(Point-per-instance localization data)

________________________________________

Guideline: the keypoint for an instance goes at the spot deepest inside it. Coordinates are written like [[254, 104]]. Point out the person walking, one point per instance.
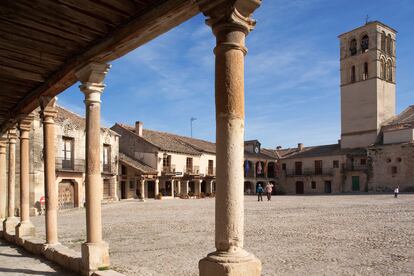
[[396, 191], [268, 190], [259, 191]]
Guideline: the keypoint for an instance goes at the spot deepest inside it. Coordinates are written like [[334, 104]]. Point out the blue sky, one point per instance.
[[291, 75]]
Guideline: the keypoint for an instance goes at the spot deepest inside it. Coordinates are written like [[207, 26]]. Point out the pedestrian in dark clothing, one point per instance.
[[259, 191]]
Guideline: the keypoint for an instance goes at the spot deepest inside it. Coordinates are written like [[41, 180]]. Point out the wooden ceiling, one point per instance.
[[43, 42]]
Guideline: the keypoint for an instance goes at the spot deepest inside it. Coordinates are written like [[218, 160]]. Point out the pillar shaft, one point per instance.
[[48, 113], [3, 179], [231, 22], [12, 173]]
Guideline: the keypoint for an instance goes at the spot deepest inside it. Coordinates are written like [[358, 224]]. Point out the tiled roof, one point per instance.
[[315, 151], [403, 120], [165, 141], [136, 164]]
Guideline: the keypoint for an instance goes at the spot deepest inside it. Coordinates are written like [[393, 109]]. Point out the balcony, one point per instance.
[[195, 170], [71, 165], [309, 172], [211, 171], [168, 170]]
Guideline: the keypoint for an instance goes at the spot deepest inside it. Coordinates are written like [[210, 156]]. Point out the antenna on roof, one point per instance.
[[191, 125]]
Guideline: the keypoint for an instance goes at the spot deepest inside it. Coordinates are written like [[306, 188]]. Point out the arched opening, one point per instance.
[[353, 47], [365, 74], [353, 74], [260, 168], [364, 43], [389, 70], [248, 169], [271, 169]]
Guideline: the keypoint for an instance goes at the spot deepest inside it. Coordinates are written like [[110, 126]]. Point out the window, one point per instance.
[[365, 75], [389, 71], [364, 43], [298, 168], [210, 167], [353, 78], [67, 161], [166, 161], [318, 166], [353, 47], [106, 158], [383, 69], [189, 164]]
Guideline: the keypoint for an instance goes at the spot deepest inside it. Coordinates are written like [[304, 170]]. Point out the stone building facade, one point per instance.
[[376, 152], [153, 162], [70, 161]]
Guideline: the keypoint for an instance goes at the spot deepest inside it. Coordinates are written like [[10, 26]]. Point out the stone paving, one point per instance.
[[295, 235], [16, 261]]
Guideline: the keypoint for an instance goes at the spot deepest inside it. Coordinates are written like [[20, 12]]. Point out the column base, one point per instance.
[[241, 263], [25, 229], [95, 256]]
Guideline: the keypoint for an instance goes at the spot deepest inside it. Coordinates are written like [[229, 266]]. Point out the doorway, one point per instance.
[[299, 187], [355, 183]]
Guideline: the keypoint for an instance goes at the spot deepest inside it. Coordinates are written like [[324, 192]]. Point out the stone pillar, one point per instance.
[[178, 187], [10, 223], [231, 22], [157, 187], [48, 113], [95, 252], [25, 228], [142, 189], [3, 180]]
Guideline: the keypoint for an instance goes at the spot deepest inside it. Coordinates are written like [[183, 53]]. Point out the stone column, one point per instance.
[[142, 189], [48, 113], [231, 22], [25, 228], [157, 187], [178, 187], [3, 180], [10, 223], [95, 252]]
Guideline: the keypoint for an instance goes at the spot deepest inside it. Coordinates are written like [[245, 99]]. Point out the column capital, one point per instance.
[[91, 77], [230, 14], [25, 123], [48, 111]]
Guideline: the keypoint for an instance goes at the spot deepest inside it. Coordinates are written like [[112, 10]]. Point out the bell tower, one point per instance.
[[367, 61]]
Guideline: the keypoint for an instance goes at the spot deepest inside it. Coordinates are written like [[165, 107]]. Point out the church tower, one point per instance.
[[367, 58]]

________________________________________

[Task]: Lines from the one containing "church tower, one point per instance." through the final line of the entries are the only ones to print, and each must match exactly.

[Exercise solution]:
Guideline: the keypoint for an instance goes at the spot deepest inside it. Coordinates are written like [[165, 107]]. Point out the church tower, one point per instance.
[[367, 58]]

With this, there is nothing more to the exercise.